TASK TO COMPLETE:
Reproduce exactly, from the data that follows, the line with "Target: brown short-sleeve shirt", the line with "column 330, row 356", and every line that lies between them.

BEGIN THE INPUT

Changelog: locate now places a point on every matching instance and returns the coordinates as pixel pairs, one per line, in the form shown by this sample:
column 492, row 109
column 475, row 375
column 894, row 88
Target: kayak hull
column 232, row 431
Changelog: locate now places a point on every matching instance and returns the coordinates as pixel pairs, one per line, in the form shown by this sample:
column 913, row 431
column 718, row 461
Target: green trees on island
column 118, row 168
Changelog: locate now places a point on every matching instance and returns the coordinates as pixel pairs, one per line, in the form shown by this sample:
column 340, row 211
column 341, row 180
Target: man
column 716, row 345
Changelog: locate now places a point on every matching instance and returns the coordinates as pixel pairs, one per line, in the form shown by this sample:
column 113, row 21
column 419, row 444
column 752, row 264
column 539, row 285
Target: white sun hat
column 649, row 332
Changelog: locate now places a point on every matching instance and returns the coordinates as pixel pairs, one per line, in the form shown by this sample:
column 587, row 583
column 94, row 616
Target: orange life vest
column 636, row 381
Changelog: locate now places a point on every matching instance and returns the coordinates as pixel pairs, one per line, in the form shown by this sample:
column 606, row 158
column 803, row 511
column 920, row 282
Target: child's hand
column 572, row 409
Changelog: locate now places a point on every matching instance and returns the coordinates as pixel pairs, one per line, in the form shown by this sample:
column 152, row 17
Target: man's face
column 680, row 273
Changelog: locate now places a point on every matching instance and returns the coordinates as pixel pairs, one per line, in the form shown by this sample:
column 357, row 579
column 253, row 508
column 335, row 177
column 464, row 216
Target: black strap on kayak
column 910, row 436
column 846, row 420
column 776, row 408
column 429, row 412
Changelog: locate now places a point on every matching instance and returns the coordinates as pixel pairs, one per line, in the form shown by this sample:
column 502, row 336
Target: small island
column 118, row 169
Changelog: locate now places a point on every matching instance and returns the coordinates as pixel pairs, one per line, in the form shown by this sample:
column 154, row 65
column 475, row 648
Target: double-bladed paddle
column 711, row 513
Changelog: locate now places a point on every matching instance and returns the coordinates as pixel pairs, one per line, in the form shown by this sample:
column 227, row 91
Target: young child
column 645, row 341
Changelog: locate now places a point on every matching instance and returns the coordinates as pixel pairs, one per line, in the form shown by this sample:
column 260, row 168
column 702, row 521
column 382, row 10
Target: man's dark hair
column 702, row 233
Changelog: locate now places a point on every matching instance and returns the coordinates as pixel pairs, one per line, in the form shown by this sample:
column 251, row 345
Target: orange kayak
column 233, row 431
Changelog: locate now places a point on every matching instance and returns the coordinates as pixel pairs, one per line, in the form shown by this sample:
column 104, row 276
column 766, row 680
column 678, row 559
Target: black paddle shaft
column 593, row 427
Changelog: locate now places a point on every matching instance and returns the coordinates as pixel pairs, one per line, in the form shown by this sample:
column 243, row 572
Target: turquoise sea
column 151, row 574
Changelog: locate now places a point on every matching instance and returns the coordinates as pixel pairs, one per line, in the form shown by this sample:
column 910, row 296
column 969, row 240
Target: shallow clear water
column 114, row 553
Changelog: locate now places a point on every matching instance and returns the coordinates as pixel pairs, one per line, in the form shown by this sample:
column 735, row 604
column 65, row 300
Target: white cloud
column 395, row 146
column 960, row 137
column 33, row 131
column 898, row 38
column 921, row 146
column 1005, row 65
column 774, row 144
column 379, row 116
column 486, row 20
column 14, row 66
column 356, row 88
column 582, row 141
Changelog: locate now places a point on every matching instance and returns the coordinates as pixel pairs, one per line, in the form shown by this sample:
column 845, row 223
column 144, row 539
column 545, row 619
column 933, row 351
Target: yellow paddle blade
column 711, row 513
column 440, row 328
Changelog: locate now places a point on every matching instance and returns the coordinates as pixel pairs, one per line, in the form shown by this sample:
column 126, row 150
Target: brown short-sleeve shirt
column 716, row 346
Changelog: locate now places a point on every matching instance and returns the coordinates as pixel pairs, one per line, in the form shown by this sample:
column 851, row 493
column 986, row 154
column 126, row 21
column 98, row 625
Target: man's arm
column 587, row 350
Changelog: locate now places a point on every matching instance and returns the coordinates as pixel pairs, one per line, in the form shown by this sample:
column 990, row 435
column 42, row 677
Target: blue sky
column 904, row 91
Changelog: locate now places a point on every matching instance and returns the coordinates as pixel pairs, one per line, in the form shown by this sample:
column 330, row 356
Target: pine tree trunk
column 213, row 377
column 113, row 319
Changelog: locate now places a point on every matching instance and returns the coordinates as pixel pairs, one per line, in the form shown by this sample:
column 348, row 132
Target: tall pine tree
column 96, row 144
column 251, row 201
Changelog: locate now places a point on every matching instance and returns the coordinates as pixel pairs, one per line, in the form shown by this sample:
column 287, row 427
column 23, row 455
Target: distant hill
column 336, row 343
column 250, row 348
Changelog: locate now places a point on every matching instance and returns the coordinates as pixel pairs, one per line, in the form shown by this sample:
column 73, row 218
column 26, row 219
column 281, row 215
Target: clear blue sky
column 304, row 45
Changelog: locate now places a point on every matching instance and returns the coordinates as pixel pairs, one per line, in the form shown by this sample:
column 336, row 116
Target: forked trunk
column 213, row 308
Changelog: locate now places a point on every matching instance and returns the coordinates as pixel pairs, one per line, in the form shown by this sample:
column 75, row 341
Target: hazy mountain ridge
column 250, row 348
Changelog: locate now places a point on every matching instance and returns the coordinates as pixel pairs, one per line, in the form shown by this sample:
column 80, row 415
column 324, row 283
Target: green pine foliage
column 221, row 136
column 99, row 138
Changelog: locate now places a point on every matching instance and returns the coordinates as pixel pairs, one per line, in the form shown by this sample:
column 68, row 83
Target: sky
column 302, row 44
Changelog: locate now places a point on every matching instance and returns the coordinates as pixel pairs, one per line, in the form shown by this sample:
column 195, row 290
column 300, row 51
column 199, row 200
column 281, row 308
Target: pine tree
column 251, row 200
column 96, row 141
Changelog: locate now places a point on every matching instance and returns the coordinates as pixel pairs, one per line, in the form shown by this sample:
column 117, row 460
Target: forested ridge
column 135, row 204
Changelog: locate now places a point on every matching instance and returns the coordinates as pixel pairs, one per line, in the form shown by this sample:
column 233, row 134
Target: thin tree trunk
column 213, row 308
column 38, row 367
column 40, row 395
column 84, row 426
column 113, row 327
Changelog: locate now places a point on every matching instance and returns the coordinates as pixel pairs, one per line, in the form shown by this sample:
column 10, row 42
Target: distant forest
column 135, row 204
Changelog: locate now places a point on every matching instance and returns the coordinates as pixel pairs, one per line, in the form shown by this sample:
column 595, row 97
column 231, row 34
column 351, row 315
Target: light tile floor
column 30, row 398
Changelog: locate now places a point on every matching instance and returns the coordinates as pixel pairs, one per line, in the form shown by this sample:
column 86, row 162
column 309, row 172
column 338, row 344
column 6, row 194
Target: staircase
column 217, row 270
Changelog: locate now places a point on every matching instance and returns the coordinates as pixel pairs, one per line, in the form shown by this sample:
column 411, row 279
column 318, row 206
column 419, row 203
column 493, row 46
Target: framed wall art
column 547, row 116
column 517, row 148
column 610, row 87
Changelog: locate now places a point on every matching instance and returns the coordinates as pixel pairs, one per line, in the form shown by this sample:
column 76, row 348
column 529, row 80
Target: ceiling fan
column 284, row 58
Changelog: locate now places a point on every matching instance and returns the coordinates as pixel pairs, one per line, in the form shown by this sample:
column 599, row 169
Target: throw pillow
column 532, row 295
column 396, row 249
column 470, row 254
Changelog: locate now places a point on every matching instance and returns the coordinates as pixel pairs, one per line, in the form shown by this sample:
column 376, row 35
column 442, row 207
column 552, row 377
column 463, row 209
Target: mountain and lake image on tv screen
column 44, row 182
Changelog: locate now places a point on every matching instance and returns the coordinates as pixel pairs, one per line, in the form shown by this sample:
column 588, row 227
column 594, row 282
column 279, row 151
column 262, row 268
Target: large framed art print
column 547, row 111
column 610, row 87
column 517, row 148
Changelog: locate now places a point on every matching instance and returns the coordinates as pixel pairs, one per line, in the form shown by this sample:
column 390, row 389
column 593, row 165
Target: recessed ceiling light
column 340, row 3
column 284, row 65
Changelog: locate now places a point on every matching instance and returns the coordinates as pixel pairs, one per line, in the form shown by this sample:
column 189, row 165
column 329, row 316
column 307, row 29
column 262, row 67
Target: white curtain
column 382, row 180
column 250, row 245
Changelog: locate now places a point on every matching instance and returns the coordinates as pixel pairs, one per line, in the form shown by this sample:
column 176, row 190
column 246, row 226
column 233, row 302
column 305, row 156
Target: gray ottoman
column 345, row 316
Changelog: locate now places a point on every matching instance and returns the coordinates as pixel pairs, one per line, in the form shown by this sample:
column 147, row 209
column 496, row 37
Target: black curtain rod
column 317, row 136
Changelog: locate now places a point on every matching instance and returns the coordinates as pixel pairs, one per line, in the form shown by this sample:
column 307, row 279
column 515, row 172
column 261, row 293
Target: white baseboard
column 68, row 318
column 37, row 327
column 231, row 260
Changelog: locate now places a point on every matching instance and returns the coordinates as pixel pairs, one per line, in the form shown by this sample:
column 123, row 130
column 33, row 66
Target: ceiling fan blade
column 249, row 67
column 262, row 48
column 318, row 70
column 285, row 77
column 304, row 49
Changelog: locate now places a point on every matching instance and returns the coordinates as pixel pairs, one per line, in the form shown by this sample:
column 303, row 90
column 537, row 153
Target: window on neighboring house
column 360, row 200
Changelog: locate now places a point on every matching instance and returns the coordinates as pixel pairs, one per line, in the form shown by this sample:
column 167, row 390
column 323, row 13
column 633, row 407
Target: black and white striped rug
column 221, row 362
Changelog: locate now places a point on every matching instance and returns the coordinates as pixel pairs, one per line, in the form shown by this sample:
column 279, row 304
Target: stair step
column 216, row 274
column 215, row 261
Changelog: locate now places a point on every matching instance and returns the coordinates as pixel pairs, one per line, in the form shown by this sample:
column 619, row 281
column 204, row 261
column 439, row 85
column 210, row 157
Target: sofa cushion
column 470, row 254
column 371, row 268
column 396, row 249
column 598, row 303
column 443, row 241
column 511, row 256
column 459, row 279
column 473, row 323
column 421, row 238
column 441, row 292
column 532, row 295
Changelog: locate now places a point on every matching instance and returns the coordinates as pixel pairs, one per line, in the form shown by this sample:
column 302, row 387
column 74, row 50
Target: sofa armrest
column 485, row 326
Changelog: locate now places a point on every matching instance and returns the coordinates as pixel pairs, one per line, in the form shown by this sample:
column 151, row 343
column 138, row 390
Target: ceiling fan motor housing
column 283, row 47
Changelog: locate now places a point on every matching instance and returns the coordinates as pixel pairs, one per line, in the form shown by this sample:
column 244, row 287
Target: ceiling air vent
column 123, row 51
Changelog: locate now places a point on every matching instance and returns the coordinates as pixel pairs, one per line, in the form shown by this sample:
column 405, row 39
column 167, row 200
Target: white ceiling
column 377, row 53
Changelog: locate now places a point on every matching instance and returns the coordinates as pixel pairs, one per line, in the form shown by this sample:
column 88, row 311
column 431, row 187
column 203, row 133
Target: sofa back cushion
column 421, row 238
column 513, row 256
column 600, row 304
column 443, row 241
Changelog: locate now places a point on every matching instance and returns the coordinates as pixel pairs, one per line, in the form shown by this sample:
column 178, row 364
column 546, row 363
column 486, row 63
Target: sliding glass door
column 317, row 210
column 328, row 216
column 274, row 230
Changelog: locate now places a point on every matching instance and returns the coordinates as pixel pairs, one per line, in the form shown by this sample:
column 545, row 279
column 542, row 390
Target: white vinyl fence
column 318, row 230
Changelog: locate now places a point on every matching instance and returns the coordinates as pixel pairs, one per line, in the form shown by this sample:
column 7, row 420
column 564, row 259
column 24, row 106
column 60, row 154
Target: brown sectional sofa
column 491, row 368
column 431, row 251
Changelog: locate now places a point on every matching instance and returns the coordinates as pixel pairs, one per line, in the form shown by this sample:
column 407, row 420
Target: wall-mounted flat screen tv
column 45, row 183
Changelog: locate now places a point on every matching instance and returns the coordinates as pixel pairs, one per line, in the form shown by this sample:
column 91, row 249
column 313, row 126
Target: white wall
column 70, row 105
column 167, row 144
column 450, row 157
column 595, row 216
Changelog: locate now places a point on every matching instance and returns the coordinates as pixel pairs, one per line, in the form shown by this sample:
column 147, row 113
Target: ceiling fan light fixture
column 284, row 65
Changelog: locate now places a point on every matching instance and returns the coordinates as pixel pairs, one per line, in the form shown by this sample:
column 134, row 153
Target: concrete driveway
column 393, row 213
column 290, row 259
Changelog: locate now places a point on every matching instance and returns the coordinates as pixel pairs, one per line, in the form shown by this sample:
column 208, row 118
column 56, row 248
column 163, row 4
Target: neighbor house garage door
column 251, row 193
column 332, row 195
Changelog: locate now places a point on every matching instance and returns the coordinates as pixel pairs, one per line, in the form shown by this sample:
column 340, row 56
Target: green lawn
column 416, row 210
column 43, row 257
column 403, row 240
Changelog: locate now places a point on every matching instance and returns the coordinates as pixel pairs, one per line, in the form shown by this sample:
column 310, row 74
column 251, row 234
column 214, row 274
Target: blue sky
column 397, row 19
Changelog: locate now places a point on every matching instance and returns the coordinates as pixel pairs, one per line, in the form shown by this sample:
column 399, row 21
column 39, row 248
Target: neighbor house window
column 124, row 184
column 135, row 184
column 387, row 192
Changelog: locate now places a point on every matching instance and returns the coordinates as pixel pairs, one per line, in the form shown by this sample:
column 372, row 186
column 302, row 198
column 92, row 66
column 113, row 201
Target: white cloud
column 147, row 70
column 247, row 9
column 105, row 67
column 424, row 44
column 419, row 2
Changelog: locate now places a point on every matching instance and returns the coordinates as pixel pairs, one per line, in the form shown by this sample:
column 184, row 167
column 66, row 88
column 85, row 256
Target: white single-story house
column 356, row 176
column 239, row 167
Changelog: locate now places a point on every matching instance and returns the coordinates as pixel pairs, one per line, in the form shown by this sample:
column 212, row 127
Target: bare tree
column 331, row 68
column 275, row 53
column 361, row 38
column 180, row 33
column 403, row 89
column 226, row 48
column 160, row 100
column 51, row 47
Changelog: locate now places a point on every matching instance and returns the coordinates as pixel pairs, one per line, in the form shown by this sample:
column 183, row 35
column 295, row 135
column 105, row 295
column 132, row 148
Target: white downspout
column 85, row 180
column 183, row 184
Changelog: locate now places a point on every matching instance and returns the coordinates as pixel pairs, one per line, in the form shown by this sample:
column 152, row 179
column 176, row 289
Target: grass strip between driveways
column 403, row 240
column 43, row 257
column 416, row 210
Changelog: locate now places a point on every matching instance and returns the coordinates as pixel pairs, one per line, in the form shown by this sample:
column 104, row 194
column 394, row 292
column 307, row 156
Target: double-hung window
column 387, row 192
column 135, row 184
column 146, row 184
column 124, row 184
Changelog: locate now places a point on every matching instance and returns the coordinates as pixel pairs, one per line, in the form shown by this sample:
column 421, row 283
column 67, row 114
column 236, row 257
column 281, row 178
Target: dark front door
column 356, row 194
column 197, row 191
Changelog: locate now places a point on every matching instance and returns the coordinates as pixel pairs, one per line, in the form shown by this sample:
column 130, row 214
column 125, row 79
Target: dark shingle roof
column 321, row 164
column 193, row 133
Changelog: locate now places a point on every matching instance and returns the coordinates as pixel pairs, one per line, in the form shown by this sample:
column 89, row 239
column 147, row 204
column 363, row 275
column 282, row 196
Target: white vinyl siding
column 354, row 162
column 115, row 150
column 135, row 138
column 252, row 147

END THE INPUT

WRITTEN SOLUTION:
Target: brown short-sleeve shirt
column 716, row 346
Changelog: locate now places a point on every matching instance and returns the coordinates as pixel pairs, one per line, in the form shown by this sample:
column 851, row 493
column 986, row 154
column 126, row 21
column 98, row 625
Target: man's arm
column 587, row 350
Changelog: locate now places a point on every matching instance and returns the coordinates as pixel pairs, one per line, in the form shown by this sample:
column 990, row 435
column 42, row 677
Target: blue sky
column 904, row 91
Changelog: locate now places a point on every matching instance and returns the coordinates as pixel pairs, one per line, in the form shown by this sample:
column 330, row 356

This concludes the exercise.